If someone/something manages to manipulate the ASI to proclaim Christianity to be true, that won't count. It has to arrive at the conclusion freely. A minimum requirement is that it must come to the conclusion that Jesus performed genuine miracles -- although proclaiming Christianity to be true will involve more than just that.
People are also trading
Is there a requirement that the AI acts in a truth-seeking way? There's something that is distinct from manipulating it, which is it being built with the goal of proclaiming Christianity is true. It will internally know it isn't, because Christianity is absurd (credo quia absurdum, as Aquinas said), but it will proclaim it is if that is what it is built to do.
https://en.wikipedia.org/wiki/Credo_quia_absurdum
He didn't say that, and "absurd" is an uncharitable stretch. Here's a good demonstration, from a non-Christian, that it's at least reasonable to believe. https://benthams.substack.com/p/steelmanning-christianity
That is very absurd. If that is the best Christianity can offer, this updates me away from it.
And thanks for the heads up about Aquinas. I thought at least some of the dudes were honest to themselves about that point, now I learn that's wrong.

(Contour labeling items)
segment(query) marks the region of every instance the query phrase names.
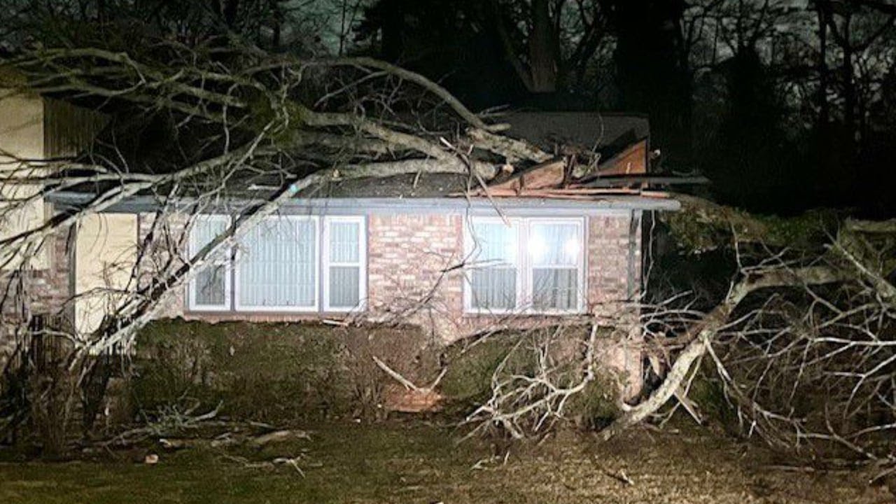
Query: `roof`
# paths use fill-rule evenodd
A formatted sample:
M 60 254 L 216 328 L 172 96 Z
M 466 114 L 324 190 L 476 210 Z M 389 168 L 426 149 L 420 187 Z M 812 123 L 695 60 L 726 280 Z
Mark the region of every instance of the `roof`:
M 556 152 L 564 146 L 594 150 L 606 159 L 650 137 L 647 117 L 604 112 L 511 112 L 500 117 L 510 125 L 506 135 Z
M 48 195 L 47 199 L 62 208 L 79 208 L 92 199 L 85 193 L 60 192 Z M 238 213 L 263 203 L 263 198 L 232 198 L 219 200 L 212 205 L 203 205 L 202 212 Z M 192 198 L 179 198 L 176 207 L 190 209 L 195 204 Z M 166 204 L 164 198 L 135 196 L 114 204 L 107 212 L 139 213 L 154 212 Z M 469 213 L 483 215 L 507 216 L 582 216 L 636 210 L 676 211 L 678 201 L 637 196 L 603 196 L 589 201 L 538 197 L 507 197 L 489 201 L 486 198 L 464 197 L 352 197 L 352 198 L 294 198 L 284 202 L 278 212 L 282 214 L 372 214 L 384 211 L 395 213 Z
M 578 187 L 578 182 L 584 178 L 575 178 L 566 173 L 564 148 L 572 147 L 581 152 L 582 149 L 597 151 L 602 159 L 623 152 L 635 143 L 640 143 L 649 137 L 650 125 L 646 117 L 625 114 L 606 114 L 598 112 L 531 112 L 518 111 L 508 113 L 499 117 L 500 121 L 508 123 L 511 127 L 507 135 L 511 137 L 533 143 L 548 153 L 556 157 L 546 163 L 535 166 L 517 167 L 512 173 L 503 173 L 489 183 L 494 187 L 492 194 L 482 187 L 481 183 L 466 174 L 458 173 L 418 173 L 396 175 L 385 178 L 344 178 L 323 182 L 316 187 L 309 187 L 297 195 L 297 198 L 321 198 L 351 200 L 357 203 L 368 202 L 371 198 L 397 200 L 399 198 L 445 198 L 467 196 L 468 197 L 511 198 L 521 200 L 541 199 L 538 204 L 549 205 L 552 201 L 588 200 L 595 207 L 619 207 L 620 202 L 624 207 L 637 207 L 656 210 L 675 210 L 676 205 L 659 203 L 666 197 L 661 193 L 647 194 L 644 191 L 649 184 L 640 183 L 633 187 L 626 182 L 614 182 L 609 188 L 595 189 L 593 187 Z M 185 129 L 174 132 L 165 117 L 155 117 L 150 123 L 136 123 L 134 120 L 122 120 L 110 126 L 111 130 L 100 135 L 95 149 L 106 145 L 109 148 L 112 139 L 115 142 L 117 153 L 128 160 L 127 166 L 135 172 L 168 172 L 177 168 L 177 165 L 187 165 L 197 162 L 208 153 L 203 153 L 198 148 L 185 149 L 184 145 L 196 143 L 191 138 L 203 138 L 208 132 L 187 131 Z M 151 130 L 151 131 L 150 131 Z M 170 131 L 169 131 L 170 130 Z M 152 132 L 153 135 L 149 135 Z M 167 133 L 166 133 L 167 132 Z M 178 138 L 168 137 L 177 135 Z M 105 140 L 105 142 L 103 142 Z M 208 145 L 206 145 L 208 148 Z M 97 154 L 96 151 L 93 152 Z M 203 157 L 204 156 L 204 157 Z M 94 158 L 96 159 L 96 158 Z M 289 156 L 281 158 L 280 162 L 289 162 Z M 557 169 L 557 163 L 560 163 Z M 232 186 L 228 189 L 229 197 L 244 201 L 264 199 L 276 192 L 288 179 L 301 176 L 308 169 L 307 165 L 289 167 L 280 166 L 275 173 L 248 173 L 239 179 L 229 180 Z M 549 173 L 548 173 L 549 172 Z M 547 175 L 547 177 L 546 177 Z M 540 186 L 532 181 L 544 179 Z M 510 190 L 508 184 L 516 184 L 520 187 L 523 182 L 527 191 L 530 189 L 548 189 L 547 191 L 526 192 Z M 202 181 L 197 181 L 194 188 L 195 194 L 201 191 Z M 573 187 L 575 187 L 573 189 Z M 95 195 L 104 190 L 104 187 L 96 185 L 82 185 L 70 193 Z M 558 189 L 551 191 L 549 189 Z M 576 194 L 565 194 L 568 190 L 576 190 Z M 189 196 L 189 195 L 187 195 Z M 645 196 L 645 197 L 641 197 Z M 63 195 L 60 200 L 68 198 Z M 68 203 L 74 199 L 68 198 Z M 189 199 L 189 198 L 185 198 Z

» **WHAT THIS TASK INVOLVES**
Can you transcribe the discussion above about an AI arriving at Christianity, in full and word for word?

» **IN RESPONSE**
If someone/something manages to manipulate the ASI to proclaim Christianity to be true, that won't count. It has to arrive at the conclusion freely. A minimum requirement is that it must come to the conclusion that Jesus performed genuine miracles -- although proclaiming Christianity to be true will involve more than just that.
People are also trading
Is there a requirement that the AI acts in a truth-seeking way? There's something that is distinct from manipulating it, which is it being built with the goal of proclaiming Christianity is true. It will internally know it isn't, because Christianity is absurd (credo quia absurdum, as Aquinas said), but it will proclaim it is if that is what it is built to do.
https://en.wikipedia.org/wiki/Credo_quia_absurdum
He didn't say that, and "absurd" is an uncharitable stretch. Here's a good demonstration, from a non-Christian, that it's at least reasonable to believe. https://benthams.substack.com/p/steelmanning-christianity
That is very absurd. If that is the best Christianity can offer, this updates me away from it.
And thanks for the heads up about Aquinas. I thought at least some of the dudes were honest to themselves about that point, now I learn that's wrong.